▶

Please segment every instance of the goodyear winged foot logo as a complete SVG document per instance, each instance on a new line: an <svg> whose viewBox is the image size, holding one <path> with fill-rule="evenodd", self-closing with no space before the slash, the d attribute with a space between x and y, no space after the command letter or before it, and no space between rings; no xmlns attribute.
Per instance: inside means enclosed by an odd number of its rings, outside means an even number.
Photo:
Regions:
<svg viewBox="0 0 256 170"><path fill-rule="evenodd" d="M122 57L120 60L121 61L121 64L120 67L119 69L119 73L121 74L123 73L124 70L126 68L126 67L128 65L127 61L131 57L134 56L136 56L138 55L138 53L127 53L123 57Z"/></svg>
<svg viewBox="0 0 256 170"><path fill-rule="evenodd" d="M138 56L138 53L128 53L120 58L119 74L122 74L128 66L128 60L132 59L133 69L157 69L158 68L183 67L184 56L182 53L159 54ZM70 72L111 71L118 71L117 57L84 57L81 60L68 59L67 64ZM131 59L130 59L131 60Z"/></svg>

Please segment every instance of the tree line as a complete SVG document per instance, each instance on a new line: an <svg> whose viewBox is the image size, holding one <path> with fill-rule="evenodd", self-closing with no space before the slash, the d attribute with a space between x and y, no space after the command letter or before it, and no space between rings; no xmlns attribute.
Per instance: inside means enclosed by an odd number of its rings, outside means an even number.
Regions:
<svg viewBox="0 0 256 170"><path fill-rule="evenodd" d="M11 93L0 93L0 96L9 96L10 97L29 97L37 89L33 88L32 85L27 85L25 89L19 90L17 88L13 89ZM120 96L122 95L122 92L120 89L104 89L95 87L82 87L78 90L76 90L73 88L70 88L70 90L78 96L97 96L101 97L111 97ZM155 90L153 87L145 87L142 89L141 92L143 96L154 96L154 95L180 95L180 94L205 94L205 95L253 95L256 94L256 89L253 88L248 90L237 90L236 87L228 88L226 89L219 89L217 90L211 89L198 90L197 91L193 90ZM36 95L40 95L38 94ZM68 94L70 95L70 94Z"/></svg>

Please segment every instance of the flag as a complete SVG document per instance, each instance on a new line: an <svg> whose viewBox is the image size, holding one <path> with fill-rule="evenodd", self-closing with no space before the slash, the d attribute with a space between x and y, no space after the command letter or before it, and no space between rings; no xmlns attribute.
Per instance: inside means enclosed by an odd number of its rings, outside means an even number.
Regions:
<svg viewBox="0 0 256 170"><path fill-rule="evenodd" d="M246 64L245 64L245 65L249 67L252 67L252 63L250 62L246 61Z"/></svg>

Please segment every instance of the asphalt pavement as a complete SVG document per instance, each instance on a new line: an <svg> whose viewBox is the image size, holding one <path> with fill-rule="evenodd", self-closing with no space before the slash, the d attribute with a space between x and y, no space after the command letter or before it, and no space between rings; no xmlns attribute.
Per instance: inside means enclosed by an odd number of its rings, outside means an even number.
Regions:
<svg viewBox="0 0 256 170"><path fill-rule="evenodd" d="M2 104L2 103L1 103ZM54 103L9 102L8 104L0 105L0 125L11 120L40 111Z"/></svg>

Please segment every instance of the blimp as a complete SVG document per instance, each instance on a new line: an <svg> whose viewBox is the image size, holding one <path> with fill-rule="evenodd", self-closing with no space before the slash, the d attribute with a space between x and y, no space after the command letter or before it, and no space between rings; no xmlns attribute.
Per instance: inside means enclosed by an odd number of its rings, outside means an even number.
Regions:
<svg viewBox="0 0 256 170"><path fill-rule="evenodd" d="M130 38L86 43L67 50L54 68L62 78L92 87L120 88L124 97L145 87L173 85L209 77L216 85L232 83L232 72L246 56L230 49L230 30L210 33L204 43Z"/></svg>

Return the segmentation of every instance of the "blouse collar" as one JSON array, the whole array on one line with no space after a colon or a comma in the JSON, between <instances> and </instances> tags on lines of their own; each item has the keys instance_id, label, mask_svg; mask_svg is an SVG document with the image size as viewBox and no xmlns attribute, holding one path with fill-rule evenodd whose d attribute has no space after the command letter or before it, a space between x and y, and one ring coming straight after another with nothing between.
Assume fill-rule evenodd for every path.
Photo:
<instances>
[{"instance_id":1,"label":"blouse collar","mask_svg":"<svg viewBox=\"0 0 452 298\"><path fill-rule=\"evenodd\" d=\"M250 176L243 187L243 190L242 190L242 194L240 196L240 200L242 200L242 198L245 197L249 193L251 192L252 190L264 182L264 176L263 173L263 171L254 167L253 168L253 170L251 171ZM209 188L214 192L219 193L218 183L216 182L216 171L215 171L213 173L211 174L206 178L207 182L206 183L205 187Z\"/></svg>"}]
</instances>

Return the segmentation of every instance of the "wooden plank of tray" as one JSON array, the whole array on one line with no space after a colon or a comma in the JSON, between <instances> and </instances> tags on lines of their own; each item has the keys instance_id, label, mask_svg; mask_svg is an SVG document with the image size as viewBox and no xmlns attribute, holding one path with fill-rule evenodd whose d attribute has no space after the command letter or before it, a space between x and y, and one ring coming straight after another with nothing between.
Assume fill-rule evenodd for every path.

◀

Problem to work on
Copy out the rows from the very beginning down to the line containing "93L0 93L0 96L9", including both ends.

Result of the exercise
Please segment every instance of the goodyear winged foot logo as a complete SVG document per instance, each instance on a new line: an <svg> whose viewBox is the image size, holding one <path> with fill-rule="evenodd", self-closing with no space before the slash, the d attribute with a space between x and y, no space after the command letter or before it, and no space between rings; no xmlns attribute.
Per instance: inside means enclosed by an odd number of its rings, outside means an even number.
Photo:
Regions:
<svg viewBox="0 0 256 170"><path fill-rule="evenodd" d="M122 57L120 60L121 61L121 64L120 67L119 69L119 73L121 74L123 73L124 70L126 68L126 67L128 65L127 61L131 57L134 56L136 56L138 55L138 53L127 53L123 57Z"/></svg>
<svg viewBox="0 0 256 170"><path fill-rule="evenodd" d="M138 56L138 53L128 53L120 58L119 74L122 74L128 66L128 60L132 59L133 69L157 69L158 68L183 67L184 56L182 53L159 54ZM70 72L111 71L118 71L117 57L84 57L81 60L68 59L67 64ZM131 59L130 59L131 60Z"/></svg>

Please segment every instance of the tree line as a complete SVG document per instance, each instance on a new line: an <svg> whose viewBox is the image size, holding one <path> with fill-rule="evenodd", self-closing with no space before the slash, the d attribute with a space between x and y, no space after the command letter or before it, and no space between rings; no xmlns attribute.
Per instance: inside means enclosed by an odd number of its rings, outside means an even number.
Regions:
<svg viewBox="0 0 256 170"><path fill-rule="evenodd" d="M11 93L0 93L0 96L9 96L10 97L29 97L37 89L33 88L32 85L27 85L25 89L19 90L17 88L13 89ZM120 96L122 95L122 92L120 89L104 89L95 87L82 87L78 90L76 90L73 88L70 88L70 90L78 96L97 96L101 97L111 97ZM155 90L153 87L145 87L142 89L141 92L143 96L154 96L154 95L180 95L180 94L205 94L205 95L253 95L256 94L256 89L253 88L248 90L237 90L236 87L228 88L226 89L219 89L217 90L211 89L198 90L197 91L193 90ZM36 95L40 95L38 94ZM68 94L70 95L70 94Z"/></svg>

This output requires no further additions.